## Written instruction
Repeat exactly, and only, the lines from the one containing "Task: annotation of the double-decker" through the end of the records.

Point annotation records
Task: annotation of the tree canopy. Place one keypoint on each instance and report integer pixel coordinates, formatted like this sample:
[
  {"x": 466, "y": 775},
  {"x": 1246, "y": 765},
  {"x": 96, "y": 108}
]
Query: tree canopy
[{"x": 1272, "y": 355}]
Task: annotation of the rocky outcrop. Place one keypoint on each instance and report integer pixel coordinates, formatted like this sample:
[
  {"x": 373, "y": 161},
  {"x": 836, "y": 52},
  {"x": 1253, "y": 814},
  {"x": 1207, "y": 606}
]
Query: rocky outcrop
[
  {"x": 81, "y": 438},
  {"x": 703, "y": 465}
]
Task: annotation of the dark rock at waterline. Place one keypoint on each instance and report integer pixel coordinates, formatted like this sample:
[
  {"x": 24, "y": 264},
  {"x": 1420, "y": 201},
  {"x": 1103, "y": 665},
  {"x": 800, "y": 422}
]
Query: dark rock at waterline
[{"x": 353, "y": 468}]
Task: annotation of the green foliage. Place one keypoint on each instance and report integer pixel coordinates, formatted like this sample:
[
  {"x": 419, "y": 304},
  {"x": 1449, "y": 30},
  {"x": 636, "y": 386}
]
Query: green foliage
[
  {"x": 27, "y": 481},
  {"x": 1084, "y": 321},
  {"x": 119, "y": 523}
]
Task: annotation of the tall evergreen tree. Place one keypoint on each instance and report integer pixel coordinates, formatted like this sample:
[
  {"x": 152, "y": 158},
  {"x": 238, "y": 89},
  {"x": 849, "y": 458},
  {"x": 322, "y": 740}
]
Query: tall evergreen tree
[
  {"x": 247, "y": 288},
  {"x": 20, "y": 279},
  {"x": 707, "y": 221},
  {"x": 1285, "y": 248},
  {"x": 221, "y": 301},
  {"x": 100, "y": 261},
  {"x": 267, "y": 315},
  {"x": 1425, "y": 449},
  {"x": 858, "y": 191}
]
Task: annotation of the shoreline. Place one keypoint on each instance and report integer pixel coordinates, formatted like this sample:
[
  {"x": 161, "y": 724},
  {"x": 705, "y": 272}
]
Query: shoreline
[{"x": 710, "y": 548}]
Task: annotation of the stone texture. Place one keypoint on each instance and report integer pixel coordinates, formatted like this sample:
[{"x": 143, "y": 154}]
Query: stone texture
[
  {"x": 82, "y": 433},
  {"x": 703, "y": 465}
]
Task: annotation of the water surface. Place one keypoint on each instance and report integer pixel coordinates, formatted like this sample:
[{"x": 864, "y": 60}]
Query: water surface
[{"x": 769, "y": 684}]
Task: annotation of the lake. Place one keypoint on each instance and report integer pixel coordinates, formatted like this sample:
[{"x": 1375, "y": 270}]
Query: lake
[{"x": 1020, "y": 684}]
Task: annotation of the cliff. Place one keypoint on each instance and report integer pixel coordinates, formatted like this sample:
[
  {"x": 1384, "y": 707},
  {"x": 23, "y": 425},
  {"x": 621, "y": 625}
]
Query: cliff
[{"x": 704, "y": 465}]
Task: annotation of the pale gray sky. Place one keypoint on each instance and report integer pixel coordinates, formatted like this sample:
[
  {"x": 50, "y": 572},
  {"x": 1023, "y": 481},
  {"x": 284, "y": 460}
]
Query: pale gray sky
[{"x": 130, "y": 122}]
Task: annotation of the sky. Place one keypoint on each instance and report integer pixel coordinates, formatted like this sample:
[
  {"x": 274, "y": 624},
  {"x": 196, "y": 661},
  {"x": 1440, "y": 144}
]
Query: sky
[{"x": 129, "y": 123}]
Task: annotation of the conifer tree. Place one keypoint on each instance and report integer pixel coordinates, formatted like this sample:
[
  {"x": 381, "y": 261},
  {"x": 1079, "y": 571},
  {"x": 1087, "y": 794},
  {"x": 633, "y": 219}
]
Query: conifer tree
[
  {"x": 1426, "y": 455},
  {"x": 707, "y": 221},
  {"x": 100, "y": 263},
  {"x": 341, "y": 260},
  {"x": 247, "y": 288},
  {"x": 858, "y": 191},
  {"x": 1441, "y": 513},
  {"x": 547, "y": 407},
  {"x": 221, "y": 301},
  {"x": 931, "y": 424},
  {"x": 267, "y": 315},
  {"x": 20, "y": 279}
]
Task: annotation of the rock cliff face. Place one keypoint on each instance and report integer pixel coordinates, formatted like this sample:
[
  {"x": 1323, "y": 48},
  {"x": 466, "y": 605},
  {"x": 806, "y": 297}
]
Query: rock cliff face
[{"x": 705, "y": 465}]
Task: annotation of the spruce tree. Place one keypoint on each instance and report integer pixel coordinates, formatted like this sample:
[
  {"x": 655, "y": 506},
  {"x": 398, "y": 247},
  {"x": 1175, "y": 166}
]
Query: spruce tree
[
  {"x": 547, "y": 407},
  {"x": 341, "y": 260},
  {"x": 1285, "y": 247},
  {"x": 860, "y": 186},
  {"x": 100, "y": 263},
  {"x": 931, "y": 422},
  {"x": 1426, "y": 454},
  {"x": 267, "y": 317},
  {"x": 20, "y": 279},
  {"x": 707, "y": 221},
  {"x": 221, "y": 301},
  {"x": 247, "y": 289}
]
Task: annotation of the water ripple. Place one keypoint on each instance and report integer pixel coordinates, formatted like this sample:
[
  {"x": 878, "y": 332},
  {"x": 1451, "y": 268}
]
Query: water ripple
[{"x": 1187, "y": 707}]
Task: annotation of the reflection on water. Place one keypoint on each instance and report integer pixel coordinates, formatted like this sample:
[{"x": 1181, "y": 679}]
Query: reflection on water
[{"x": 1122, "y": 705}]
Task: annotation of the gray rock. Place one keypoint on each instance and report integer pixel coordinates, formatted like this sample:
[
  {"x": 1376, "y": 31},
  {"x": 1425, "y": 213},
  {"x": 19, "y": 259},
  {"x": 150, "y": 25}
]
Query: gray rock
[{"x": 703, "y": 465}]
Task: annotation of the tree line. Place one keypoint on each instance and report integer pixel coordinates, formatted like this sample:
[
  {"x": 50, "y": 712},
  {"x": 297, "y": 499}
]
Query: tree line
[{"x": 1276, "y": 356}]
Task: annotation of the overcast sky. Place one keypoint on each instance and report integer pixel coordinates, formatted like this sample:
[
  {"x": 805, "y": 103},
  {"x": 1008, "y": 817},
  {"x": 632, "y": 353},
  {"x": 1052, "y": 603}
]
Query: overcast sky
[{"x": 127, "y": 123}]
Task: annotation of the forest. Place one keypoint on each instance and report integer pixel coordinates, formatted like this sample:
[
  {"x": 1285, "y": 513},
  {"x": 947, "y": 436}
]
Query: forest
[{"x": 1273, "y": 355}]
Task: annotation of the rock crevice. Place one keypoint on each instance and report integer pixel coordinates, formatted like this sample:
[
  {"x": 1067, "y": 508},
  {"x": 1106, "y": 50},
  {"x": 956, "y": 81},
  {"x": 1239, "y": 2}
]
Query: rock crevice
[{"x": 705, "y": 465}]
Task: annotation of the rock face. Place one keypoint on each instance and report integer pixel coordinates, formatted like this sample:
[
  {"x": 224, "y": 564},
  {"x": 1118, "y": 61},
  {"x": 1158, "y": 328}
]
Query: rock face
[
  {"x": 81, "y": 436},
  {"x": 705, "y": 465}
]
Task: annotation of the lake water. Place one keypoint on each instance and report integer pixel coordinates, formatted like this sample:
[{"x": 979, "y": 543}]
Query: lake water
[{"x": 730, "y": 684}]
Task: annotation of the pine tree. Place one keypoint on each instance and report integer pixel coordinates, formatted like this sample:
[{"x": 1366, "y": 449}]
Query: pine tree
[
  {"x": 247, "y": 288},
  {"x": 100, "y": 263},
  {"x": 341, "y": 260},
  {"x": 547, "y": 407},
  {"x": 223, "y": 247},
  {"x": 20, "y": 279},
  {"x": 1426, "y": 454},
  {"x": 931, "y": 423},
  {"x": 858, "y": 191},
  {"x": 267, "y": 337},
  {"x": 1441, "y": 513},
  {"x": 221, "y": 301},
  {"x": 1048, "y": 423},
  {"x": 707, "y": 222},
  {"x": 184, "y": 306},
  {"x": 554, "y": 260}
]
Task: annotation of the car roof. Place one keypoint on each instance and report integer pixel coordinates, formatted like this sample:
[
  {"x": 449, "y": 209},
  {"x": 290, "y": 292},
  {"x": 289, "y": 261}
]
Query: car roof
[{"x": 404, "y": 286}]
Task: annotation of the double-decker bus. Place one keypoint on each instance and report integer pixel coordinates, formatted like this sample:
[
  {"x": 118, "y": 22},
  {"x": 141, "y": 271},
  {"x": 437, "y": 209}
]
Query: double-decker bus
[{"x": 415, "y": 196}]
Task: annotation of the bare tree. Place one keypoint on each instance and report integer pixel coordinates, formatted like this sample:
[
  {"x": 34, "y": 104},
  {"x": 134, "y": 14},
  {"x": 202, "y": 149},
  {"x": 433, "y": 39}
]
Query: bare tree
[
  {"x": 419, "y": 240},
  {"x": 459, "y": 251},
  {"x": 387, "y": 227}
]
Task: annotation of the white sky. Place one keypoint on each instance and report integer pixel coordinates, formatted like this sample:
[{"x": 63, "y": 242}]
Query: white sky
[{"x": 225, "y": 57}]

## Task answer
Task: annotation of the double-decker bus. Place one keypoint on each instance and report integer pixel coordinates, formatted like this sample:
[
  {"x": 118, "y": 22},
  {"x": 141, "y": 271},
  {"x": 437, "y": 209}
]
Query: double-decker bus
[{"x": 415, "y": 196}]
Task: annotation of the bare tree. Place one keypoint on each instance and report integer pixel coordinates, formatted like this sample:
[
  {"x": 34, "y": 104},
  {"x": 134, "y": 14},
  {"x": 202, "y": 149},
  {"x": 433, "y": 39}
]
Query: bare tree
[
  {"x": 419, "y": 240},
  {"x": 459, "y": 251},
  {"x": 387, "y": 227}
]
Task: annotation of the white sky. Place one keypoint on each instance and report integer pixel coordinates, formatted like this sample:
[{"x": 63, "y": 242}]
Query: white sky
[{"x": 225, "y": 57}]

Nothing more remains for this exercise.